Segment Start: Recorded information
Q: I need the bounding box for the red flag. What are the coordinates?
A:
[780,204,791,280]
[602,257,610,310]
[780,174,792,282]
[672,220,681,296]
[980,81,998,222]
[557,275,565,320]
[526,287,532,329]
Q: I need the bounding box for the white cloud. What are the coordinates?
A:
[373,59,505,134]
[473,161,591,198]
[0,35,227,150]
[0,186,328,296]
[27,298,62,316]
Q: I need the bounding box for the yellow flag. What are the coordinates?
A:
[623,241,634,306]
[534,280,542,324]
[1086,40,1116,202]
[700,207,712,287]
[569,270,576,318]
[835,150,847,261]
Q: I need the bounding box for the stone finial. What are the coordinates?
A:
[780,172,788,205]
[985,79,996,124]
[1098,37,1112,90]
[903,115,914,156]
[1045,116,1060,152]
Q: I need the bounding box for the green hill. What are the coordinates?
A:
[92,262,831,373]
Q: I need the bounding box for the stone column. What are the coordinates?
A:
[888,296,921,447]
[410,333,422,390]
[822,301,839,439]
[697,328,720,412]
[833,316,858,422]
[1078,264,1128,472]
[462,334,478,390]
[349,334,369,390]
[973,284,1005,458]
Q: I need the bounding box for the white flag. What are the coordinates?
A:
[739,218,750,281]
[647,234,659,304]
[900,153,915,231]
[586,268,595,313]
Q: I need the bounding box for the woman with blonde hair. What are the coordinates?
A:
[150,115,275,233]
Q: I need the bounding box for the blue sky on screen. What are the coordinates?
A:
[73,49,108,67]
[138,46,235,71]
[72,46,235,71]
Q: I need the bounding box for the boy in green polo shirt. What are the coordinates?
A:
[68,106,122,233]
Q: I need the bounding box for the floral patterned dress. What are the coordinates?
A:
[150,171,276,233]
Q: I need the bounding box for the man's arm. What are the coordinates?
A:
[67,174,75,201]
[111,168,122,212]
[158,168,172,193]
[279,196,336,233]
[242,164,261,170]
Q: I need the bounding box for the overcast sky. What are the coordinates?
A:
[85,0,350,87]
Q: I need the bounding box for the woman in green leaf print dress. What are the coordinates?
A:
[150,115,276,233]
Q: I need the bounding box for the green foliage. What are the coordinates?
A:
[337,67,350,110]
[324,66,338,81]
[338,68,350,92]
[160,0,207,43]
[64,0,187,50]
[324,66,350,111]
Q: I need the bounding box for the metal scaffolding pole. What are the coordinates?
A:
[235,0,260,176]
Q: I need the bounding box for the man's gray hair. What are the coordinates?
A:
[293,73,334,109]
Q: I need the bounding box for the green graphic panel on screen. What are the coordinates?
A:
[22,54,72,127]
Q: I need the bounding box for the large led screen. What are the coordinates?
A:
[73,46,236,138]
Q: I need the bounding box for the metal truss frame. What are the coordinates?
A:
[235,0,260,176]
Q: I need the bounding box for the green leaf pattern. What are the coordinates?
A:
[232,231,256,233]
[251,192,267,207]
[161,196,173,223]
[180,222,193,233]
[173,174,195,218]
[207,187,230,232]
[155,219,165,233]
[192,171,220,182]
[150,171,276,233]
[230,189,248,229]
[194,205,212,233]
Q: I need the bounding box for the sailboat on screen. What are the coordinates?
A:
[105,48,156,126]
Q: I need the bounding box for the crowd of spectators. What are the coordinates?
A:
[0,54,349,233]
Segment End: Recorded information
• [What you should do]: The answer must be every line from the entries above that holds the string "hair".

• [Solved problem]:
Q: I need the bounding box for the woman with blonde hair. What are the coordinates?
Q: I need the bounding box for the man's gray hair. What are the coordinates?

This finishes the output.